─── SOURCE MATERIAL ───
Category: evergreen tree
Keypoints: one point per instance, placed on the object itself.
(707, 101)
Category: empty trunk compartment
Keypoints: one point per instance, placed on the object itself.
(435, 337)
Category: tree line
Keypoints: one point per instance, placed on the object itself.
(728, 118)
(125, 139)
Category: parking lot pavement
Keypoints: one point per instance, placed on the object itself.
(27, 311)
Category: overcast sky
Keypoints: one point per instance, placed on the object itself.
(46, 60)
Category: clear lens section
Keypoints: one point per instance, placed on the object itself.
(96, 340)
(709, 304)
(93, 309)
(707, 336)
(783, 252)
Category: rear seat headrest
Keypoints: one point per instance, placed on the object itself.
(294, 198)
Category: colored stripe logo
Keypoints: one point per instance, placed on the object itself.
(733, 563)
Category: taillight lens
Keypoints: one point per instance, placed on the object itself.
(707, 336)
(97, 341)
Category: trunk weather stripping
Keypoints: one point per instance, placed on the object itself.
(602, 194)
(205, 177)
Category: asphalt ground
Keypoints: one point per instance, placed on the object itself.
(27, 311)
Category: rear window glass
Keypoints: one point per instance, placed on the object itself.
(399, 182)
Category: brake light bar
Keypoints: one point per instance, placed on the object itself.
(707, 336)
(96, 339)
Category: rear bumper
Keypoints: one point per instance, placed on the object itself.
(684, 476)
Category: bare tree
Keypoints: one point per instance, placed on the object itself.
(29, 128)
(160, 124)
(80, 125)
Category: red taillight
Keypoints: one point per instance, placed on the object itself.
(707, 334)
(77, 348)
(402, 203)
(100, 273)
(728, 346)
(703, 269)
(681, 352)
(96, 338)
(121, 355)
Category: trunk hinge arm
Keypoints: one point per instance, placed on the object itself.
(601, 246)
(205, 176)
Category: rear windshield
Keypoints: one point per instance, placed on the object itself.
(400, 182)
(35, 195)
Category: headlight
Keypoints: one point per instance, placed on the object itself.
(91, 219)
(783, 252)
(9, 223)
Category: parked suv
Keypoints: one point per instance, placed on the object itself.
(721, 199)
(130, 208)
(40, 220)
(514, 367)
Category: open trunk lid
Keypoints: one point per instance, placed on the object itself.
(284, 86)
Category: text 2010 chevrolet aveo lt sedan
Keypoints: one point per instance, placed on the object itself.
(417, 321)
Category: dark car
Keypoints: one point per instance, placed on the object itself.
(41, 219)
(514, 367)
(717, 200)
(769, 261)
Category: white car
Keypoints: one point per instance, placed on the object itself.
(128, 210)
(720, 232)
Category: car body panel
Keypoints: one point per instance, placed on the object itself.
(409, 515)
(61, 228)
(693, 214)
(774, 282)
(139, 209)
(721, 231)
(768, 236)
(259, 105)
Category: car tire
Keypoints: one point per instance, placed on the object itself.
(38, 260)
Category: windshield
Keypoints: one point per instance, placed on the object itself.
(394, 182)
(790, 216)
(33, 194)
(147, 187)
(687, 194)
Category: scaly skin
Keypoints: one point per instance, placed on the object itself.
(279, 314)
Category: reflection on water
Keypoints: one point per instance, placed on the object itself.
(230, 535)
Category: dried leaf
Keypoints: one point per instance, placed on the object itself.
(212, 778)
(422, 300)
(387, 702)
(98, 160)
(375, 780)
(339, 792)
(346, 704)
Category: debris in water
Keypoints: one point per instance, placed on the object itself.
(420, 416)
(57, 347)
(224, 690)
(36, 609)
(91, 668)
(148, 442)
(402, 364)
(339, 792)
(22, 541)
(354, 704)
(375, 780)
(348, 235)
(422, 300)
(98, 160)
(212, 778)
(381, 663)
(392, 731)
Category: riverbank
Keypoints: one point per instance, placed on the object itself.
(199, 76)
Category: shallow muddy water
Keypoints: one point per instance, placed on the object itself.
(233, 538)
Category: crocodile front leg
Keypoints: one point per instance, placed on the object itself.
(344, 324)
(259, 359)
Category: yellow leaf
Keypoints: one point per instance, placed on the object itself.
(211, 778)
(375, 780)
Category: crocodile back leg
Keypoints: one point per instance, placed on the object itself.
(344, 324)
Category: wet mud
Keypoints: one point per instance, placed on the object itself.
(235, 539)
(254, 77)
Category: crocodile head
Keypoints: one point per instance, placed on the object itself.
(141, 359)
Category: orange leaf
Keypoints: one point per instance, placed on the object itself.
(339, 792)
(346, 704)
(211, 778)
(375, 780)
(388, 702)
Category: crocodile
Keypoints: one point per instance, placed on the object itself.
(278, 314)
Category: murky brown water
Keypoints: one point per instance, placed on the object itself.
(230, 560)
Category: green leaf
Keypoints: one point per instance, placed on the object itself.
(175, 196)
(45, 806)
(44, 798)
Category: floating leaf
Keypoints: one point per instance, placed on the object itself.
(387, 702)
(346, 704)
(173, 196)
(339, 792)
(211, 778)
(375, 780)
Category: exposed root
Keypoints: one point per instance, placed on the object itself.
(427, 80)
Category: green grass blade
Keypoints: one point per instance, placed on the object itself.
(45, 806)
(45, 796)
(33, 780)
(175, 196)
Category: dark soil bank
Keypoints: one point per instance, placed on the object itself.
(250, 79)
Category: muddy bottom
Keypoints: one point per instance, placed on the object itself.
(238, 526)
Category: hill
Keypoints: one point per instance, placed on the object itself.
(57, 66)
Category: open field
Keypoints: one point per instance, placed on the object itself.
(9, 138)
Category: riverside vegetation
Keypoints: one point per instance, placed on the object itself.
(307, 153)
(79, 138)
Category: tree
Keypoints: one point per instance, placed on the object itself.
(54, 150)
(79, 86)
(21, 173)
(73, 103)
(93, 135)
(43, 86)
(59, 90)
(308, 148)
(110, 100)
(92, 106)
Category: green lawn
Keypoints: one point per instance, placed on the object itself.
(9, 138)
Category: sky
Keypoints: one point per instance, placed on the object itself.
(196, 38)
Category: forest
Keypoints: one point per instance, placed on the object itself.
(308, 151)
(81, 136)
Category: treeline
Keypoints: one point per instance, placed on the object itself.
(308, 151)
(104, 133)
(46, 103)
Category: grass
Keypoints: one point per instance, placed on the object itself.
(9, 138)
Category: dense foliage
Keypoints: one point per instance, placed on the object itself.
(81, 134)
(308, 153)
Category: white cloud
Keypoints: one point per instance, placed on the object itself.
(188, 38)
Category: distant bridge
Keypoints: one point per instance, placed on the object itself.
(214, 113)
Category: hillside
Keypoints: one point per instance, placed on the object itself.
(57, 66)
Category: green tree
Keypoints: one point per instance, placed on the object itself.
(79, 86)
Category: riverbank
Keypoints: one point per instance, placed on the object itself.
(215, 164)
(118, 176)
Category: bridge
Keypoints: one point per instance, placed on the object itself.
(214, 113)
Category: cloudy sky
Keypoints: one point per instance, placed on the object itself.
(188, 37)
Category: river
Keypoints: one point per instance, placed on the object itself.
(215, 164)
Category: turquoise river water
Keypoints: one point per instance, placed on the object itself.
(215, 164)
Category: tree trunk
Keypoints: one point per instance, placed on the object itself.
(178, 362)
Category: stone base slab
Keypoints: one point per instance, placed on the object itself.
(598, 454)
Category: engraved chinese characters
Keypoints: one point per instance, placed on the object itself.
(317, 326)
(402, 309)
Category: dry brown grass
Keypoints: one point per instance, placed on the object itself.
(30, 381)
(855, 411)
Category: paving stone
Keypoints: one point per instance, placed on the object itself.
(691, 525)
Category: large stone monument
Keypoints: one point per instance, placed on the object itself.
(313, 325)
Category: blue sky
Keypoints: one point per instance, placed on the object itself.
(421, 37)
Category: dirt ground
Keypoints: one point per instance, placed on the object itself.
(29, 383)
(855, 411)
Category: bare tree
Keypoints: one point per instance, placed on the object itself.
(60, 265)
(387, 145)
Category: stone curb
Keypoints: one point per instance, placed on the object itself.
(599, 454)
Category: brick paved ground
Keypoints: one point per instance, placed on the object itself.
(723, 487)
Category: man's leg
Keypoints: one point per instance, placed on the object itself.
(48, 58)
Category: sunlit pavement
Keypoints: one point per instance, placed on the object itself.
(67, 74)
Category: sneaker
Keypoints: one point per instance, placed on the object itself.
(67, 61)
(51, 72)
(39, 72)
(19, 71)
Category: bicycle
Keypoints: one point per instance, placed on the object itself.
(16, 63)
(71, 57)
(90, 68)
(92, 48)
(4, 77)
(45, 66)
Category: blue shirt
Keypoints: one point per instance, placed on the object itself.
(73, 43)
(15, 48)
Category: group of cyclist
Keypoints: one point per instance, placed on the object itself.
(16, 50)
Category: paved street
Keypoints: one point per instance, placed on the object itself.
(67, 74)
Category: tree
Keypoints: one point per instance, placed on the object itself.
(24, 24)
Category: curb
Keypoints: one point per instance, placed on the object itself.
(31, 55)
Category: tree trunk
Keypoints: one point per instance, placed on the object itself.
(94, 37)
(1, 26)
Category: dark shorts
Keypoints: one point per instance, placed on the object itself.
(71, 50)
───
─── SOURCE MATERIAL ───
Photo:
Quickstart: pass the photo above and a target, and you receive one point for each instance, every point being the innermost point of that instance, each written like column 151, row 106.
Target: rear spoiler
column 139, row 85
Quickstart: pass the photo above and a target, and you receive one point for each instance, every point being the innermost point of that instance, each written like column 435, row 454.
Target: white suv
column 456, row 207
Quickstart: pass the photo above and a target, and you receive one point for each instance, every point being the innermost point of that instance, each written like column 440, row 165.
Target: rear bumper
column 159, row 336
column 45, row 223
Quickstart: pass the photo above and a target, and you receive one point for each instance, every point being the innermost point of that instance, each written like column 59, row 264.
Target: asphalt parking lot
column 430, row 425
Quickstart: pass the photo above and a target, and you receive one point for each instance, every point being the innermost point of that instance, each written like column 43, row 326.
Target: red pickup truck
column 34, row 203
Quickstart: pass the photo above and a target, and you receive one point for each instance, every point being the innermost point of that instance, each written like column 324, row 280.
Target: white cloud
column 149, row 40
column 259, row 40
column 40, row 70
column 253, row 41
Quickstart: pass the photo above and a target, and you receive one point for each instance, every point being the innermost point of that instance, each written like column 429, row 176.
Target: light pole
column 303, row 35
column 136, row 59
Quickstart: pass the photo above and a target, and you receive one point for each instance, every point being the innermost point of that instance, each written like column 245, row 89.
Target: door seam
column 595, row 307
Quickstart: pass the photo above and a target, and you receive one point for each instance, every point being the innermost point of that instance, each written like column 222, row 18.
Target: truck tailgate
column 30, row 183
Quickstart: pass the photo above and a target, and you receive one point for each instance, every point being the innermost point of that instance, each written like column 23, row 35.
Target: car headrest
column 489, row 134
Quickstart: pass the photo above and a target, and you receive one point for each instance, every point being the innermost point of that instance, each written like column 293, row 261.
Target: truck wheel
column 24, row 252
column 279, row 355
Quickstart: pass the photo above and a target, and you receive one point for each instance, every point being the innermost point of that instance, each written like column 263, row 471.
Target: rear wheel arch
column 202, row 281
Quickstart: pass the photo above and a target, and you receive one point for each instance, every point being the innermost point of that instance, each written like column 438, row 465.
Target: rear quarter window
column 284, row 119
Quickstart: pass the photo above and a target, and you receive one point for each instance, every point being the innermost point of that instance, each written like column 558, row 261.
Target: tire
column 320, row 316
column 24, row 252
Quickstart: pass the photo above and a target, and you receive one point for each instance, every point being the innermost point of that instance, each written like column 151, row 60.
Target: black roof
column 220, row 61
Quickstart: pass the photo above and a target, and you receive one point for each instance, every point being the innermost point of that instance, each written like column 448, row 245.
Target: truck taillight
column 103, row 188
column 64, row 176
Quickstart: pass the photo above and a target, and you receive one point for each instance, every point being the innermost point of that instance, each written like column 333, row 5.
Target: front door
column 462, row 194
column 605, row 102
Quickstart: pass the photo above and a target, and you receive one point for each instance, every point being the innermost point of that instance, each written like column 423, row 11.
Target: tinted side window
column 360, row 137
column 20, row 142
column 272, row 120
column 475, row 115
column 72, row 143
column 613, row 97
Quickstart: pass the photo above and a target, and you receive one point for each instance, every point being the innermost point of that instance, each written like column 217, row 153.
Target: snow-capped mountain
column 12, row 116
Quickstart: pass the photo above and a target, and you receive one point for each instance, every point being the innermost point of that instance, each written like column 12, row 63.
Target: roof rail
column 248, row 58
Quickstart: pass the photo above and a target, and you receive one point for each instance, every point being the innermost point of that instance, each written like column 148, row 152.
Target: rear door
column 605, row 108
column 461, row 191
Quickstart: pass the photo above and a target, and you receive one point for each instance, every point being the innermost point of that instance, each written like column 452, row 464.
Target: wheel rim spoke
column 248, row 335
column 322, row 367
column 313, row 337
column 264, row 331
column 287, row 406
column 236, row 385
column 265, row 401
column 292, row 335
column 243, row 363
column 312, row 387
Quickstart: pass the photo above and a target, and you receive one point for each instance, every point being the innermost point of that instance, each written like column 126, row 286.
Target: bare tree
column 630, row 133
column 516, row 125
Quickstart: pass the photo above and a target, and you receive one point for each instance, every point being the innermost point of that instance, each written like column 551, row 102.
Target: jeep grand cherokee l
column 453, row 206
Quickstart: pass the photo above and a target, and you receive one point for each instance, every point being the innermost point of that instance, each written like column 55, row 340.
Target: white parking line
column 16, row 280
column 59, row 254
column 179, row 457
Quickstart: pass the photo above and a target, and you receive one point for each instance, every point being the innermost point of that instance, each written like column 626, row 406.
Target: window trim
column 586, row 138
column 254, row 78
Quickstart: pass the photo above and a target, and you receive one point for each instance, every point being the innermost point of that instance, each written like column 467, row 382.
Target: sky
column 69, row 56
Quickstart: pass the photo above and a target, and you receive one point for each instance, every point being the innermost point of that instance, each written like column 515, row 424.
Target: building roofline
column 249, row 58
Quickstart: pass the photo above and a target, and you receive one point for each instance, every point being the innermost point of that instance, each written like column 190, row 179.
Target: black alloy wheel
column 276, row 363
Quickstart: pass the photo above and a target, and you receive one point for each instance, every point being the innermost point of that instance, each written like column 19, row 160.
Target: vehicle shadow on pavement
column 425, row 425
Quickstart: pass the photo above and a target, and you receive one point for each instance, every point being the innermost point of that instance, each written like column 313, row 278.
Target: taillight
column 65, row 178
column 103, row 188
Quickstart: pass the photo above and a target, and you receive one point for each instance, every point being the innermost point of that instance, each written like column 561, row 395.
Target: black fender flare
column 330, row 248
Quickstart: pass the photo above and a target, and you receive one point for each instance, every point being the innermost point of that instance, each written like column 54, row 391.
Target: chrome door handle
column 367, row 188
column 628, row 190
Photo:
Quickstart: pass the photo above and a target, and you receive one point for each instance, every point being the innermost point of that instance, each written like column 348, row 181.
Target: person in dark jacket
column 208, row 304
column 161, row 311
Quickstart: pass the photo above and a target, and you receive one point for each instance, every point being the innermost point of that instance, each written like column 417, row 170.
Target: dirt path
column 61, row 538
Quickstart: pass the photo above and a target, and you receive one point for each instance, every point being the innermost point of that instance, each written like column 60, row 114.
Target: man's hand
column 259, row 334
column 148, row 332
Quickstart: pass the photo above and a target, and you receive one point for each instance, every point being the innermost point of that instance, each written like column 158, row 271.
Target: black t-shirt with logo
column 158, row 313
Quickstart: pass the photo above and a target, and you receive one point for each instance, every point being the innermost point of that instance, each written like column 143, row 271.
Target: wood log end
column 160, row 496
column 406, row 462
───
■ PROBLEM ■
Among the lines above, find those with the string "lens" and copy them.

■ ANSWER TO THE EXERCISE ■
Category: clear lens section
Category: taillight lens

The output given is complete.